**TASK STATEMENT:**
Recast every line of the listing below as a numbered list, omitting any blank lines.

Collection entries:
==========

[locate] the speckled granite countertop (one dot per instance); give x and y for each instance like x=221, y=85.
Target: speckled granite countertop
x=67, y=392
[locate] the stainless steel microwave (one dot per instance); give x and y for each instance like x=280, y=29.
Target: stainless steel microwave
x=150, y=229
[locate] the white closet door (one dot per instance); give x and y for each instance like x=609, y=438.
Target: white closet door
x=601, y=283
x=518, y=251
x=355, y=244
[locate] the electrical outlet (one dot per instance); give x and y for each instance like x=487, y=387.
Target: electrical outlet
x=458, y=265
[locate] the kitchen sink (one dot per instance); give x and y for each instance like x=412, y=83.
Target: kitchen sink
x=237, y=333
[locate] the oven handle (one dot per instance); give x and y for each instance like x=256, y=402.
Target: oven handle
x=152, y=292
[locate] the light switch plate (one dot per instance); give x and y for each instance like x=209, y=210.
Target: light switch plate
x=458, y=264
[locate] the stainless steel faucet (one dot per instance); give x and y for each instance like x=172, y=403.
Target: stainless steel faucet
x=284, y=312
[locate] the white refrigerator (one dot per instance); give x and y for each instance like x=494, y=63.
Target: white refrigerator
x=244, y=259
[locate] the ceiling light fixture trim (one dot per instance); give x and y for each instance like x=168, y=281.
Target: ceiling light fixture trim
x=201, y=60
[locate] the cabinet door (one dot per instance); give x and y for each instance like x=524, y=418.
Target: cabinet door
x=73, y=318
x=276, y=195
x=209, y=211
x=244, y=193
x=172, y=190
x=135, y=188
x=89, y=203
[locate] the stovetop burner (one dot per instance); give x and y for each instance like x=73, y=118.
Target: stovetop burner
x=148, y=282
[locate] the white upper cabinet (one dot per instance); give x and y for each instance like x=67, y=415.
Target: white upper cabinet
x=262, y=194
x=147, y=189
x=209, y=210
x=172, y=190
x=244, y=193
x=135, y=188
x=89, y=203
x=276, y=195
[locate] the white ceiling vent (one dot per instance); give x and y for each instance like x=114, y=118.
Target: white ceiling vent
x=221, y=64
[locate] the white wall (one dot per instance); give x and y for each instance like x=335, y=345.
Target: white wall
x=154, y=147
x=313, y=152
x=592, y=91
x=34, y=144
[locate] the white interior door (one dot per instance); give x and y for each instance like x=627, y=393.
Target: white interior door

==========

**EXERCISE RESPONSE:**
1. [locate] the speckled granite countertop (one dot per instance); give x and y for each instance like x=221, y=85.
2. Target: speckled granite countertop
3. x=67, y=392
4. [locate] the stainless steel microwave (one dot per instance); give x and y for each instance like x=280, y=29.
5. Target: stainless steel microwave
6. x=150, y=229
7. [locate] the white closet door (one dot per instance); give x and y for each instance like x=609, y=438.
8. Target: white closet door
9. x=601, y=283
10. x=518, y=251
11. x=355, y=244
12. [locate] the electrical outlet (one dot per instance); give x and y for each instance like x=487, y=387.
13. Target: electrical outlet
14. x=458, y=265
15. [locate] the kitchen sink (one dot per instance); give x and y for each instance like x=412, y=83.
16. Target: kitchen sink
17. x=237, y=333
18. [locate] the oven handle (one dot per instance); give x and y for each instance like x=256, y=402.
19. Target: oven handle
20. x=152, y=292
21. [locate] the light switch plate (one dot per instance); give x and y for each instance like x=209, y=210.
22. Target: light switch plate
23. x=458, y=264
24. [locate] the stainless steel faucet (one dot per instance); give x and y for each instance like x=172, y=403.
25. Target: stainless steel faucet
26. x=284, y=312
27. [locate] the white refrigerator (one dot per instance); give x and y for each instance like x=494, y=63.
28. Target: white refrigerator
29. x=244, y=259
30. [locate] the ceiling light fixture trim (one dot per instance); give x and y for each instance like x=168, y=281.
31. Target: ceiling light fixture trim
32. x=201, y=60
33. [locate] the cabinet door (one dot per instance); give x and y for each instance like x=524, y=418.
34. Target: cabinet door
35. x=73, y=318
36. x=276, y=195
37. x=209, y=211
38. x=244, y=193
39. x=172, y=190
40. x=135, y=188
41. x=89, y=203
42. [locate] the stovetop burner (one dot per instance); give x and y for each instance like x=73, y=118.
43. Target: stovetop burner
44. x=148, y=282
45. [locate] the white upper cabinet (one dot per instance); give x and y for each instance like x=67, y=415.
46. Target: white upper cabinet
47. x=262, y=194
48. x=147, y=189
49. x=209, y=210
50. x=172, y=190
51. x=244, y=193
52. x=135, y=188
53. x=89, y=203
54. x=276, y=195
55. [locate] the white ceiling vent (one dot per instance); give x and y for each instance like x=114, y=118.
56. Target: white ceiling vent
57. x=221, y=64
58. [locate] the white wall (one dot per instance); give x and y for each instance like x=335, y=345.
59. Target: white wall
60. x=154, y=147
61. x=313, y=152
62. x=592, y=91
63. x=34, y=144
64. [locate] the white interior door (one dot per instance); give x and y for each instance like x=627, y=393.
65. Target: white interior door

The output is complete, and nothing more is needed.